_Data provided_
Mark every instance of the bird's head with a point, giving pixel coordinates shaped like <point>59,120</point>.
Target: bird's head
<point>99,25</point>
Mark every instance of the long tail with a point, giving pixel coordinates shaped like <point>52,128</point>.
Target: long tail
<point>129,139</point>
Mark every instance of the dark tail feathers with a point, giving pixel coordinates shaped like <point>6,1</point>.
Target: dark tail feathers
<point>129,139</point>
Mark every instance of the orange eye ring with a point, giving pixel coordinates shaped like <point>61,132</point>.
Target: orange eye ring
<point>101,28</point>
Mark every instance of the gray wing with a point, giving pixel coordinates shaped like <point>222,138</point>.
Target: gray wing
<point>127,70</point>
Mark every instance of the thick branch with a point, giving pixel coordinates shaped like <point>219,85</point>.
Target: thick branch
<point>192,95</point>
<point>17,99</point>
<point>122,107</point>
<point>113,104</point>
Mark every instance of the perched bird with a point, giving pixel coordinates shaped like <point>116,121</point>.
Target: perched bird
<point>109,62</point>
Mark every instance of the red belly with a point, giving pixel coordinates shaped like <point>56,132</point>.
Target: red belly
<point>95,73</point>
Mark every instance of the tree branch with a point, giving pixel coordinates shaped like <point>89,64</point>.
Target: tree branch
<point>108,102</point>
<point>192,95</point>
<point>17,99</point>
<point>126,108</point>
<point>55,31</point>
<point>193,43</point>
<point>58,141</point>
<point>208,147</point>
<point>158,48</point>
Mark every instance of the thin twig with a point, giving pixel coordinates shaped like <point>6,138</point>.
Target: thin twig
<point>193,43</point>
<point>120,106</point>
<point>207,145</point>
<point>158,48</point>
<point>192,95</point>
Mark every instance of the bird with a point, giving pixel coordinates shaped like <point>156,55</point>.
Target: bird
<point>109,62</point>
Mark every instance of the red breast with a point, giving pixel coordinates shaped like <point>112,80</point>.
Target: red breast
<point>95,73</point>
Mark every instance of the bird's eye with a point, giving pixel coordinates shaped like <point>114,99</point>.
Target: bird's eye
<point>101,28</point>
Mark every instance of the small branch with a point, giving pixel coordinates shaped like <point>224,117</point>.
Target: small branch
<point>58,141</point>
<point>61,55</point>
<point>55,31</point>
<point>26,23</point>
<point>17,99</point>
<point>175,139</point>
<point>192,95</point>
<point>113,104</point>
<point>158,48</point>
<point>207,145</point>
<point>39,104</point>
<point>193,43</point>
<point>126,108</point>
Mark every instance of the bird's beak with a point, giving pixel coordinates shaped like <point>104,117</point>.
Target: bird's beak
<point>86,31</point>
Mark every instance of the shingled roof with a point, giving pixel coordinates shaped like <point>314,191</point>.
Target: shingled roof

_Task statement_
What you give back should be the full listing, copied exactly.

_Your solution_
Mark every instance of the bird's head with a point, giving pixel coordinates shaped like <point>59,120</point>.
Target: bird's head
<point>99,25</point>
Mark every instance of the long tail with a point, giving pixel coordinates shaped like <point>52,128</point>.
Target: long tail
<point>129,139</point>
Mark every instance of the dark tail feathers with a point, giving pixel coordinates shaped like <point>6,1</point>.
Target: dark tail feathers
<point>129,139</point>
Mark every instance of the orange eye ring with a point, giving pixel coordinates shaped like <point>61,132</point>.
Target: orange eye ring
<point>101,28</point>
Mark every instance of the gray wing with a point, giving pixel coordinates shaped like <point>222,138</point>.
Target: gray wing
<point>127,70</point>
Mark every instance of the thick branch with a point, giving pixel coordinates shaped like <point>219,85</point>.
Target: thick branch
<point>192,95</point>
<point>17,99</point>
<point>122,107</point>
<point>113,104</point>
Mark every instance of the perched bird with a point, giving pixel coordinates shaped like <point>116,121</point>.
Target: perched bird
<point>109,62</point>
Mark every instance of the red belly with a point, giving pixel coordinates shaped like <point>56,132</point>.
Target: red belly
<point>95,73</point>
Mark every instance of the tree branch with a point, giving pixel coordinates shaped like <point>89,64</point>.
Target: tree branch
<point>108,102</point>
<point>192,95</point>
<point>17,99</point>
<point>126,108</point>
<point>55,31</point>
<point>193,43</point>
<point>58,141</point>
<point>208,147</point>
<point>158,48</point>
Mark every instance of the thin twig with a point, giving pixel coordinates shaped like <point>6,138</point>.
Target: thin twig
<point>193,43</point>
<point>120,106</point>
<point>207,145</point>
<point>158,48</point>
<point>192,95</point>
Mark every instance of the bird with a point, giving pixel coordinates shaped like <point>156,55</point>.
Target: bird
<point>109,62</point>
Mark every instance of the red breast with a point, giving pixel coordinates shaped like <point>112,80</point>.
Target: red breast
<point>95,73</point>
Mark every instance of the bird's eye with a point, giving pixel coordinates shaped like <point>114,99</point>.
Target: bird's eye
<point>101,28</point>
Mark every instance of the small branch with a point, giving pixel coordinates shaped like <point>224,117</point>.
Target: small branch
<point>58,141</point>
<point>61,55</point>
<point>55,31</point>
<point>26,23</point>
<point>17,99</point>
<point>175,139</point>
<point>192,95</point>
<point>113,104</point>
<point>158,48</point>
<point>207,145</point>
<point>39,104</point>
<point>193,43</point>
<point>126,108</point>
Mark every instance of the bird's beak with a point, giving pixel coordinates shaped like <point>104,117</point>.
Target: bird's beak
<point>86,31</point>
Mark every instance of the shingled roof with a point, giving pixel coordinates shaped like <point>314,191</point>.
Target: shingled roof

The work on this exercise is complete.